◆ What the task requires
The answer must be an exact copy of the lines from the one holding "Indicate the harvested" through the final line of the entries, and nothing else.

◆ Supplied material
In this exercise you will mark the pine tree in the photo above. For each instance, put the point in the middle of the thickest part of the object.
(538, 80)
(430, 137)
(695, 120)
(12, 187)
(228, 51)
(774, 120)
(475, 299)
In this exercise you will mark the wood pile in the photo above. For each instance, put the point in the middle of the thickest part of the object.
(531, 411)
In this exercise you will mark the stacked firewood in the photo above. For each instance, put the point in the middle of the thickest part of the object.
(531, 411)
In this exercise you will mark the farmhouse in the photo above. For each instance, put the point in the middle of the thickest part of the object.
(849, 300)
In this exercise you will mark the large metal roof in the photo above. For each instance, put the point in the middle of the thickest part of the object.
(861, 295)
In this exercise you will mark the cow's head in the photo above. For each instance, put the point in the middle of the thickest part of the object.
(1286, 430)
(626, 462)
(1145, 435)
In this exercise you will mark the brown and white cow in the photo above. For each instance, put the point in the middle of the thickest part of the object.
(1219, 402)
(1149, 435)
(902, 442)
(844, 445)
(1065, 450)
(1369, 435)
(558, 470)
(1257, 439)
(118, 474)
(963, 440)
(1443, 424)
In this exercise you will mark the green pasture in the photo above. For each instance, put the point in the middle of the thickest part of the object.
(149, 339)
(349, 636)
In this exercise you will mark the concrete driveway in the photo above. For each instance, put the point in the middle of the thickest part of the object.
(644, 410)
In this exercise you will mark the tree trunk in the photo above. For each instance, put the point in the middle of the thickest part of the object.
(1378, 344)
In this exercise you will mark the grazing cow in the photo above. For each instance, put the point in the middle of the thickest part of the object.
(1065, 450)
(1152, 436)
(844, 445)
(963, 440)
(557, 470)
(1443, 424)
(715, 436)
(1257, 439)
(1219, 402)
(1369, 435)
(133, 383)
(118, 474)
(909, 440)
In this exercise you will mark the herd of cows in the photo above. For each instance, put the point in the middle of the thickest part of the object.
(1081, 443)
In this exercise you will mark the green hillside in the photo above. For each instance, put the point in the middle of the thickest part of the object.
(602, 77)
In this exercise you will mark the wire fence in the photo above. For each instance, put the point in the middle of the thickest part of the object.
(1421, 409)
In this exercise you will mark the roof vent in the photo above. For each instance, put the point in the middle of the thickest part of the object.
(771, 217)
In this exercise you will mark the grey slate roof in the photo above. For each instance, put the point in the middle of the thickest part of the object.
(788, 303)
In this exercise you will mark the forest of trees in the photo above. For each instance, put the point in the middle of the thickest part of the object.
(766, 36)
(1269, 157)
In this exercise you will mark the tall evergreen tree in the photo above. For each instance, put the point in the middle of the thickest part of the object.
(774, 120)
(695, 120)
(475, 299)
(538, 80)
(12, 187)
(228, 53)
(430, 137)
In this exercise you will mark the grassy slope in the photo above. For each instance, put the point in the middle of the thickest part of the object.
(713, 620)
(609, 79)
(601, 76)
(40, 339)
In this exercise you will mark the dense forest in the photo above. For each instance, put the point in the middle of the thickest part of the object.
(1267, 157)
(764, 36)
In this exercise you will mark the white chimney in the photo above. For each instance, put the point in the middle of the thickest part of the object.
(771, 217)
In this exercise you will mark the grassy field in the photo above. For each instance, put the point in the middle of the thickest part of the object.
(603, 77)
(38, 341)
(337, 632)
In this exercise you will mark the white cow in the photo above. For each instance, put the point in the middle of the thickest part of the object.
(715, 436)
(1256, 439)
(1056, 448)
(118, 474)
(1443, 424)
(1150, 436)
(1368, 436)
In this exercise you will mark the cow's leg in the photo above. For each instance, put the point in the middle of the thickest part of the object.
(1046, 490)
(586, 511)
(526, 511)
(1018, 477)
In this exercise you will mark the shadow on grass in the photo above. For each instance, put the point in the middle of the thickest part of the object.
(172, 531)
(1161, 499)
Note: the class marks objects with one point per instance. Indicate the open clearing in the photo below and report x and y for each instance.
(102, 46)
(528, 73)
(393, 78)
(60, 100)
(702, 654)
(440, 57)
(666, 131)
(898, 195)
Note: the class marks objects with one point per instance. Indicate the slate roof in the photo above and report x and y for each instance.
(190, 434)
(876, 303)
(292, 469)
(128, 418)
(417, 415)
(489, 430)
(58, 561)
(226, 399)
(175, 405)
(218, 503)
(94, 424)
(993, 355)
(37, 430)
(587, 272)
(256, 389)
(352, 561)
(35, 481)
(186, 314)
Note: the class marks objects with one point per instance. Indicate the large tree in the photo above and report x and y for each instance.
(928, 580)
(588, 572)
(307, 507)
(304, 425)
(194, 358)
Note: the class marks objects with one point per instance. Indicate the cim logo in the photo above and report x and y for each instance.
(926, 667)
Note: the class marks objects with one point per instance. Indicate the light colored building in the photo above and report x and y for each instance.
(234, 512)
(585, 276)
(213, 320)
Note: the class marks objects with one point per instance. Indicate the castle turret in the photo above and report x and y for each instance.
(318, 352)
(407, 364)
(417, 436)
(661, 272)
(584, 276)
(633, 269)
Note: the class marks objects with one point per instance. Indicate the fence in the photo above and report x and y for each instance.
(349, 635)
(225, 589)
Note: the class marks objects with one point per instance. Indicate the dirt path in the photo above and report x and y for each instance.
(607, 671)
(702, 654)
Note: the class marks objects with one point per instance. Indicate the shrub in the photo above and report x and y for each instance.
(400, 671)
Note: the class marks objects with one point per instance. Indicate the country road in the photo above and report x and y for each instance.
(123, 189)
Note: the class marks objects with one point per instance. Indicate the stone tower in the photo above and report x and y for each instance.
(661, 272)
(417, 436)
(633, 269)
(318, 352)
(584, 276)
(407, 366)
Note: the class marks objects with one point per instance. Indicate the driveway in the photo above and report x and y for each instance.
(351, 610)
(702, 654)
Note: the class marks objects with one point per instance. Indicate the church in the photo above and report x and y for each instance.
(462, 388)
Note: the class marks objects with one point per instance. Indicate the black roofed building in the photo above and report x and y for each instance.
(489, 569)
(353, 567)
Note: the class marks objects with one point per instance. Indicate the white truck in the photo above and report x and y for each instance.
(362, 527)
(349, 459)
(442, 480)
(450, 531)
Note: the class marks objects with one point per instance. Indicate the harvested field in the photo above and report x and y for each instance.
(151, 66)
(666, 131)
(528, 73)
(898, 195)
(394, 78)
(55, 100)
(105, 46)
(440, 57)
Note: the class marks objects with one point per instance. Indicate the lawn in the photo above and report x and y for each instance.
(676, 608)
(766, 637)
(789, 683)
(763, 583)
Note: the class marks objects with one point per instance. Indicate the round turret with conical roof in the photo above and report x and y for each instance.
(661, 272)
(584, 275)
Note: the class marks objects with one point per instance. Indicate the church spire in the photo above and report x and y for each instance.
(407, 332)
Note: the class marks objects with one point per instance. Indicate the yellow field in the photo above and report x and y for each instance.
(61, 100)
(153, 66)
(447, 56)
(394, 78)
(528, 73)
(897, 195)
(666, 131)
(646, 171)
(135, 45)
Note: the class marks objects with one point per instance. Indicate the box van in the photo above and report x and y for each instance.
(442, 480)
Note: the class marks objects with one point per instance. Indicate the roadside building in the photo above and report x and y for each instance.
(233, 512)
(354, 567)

◆ Reply to the task
Note: the class marks objects with one point per instance. Indicate the harvested field in the photo above and report x and y for each instance.
(151, 66)
(666, 131)
(528, 73)
(898, 195)
(394, 78)
(55, 100)
(105, 46)
(440, 57)
Note: the class marks objects with one point per instance. Indicate the lawn in the photo above and report x and y for each instance.
(676, 608)
(766, 637)
(789, 683)
(763, 583)
Note: the class marks objects with one point per instance. Indicate the round turret with conical roof in the photo above and report x and y for each instance.
(661, 272)
(584, 275)
Note: the class marks objects with one point per instance. Indicate the church spire in the photo above and report x and y for each instance.
(407, 332)
Note: the class marks objects with one point per instance. Indicate the yellow field in the photo above and report x and y for each instance.
(61, 100)
(153, 66)
(447, 56)
(394, 78)
(528, 73)
(897, 195)
(666, 131)
(646, 171)
(135, 45)
Note: the class marks objects with one point per instance. Indicate the box van in the photo above and report x and y for each instance.
(442, 480)
Note: the class marks objects with one point per instance. Indicate the roadside building in the photo above and report x and y for each instance.
(233, 512)
(354, 567)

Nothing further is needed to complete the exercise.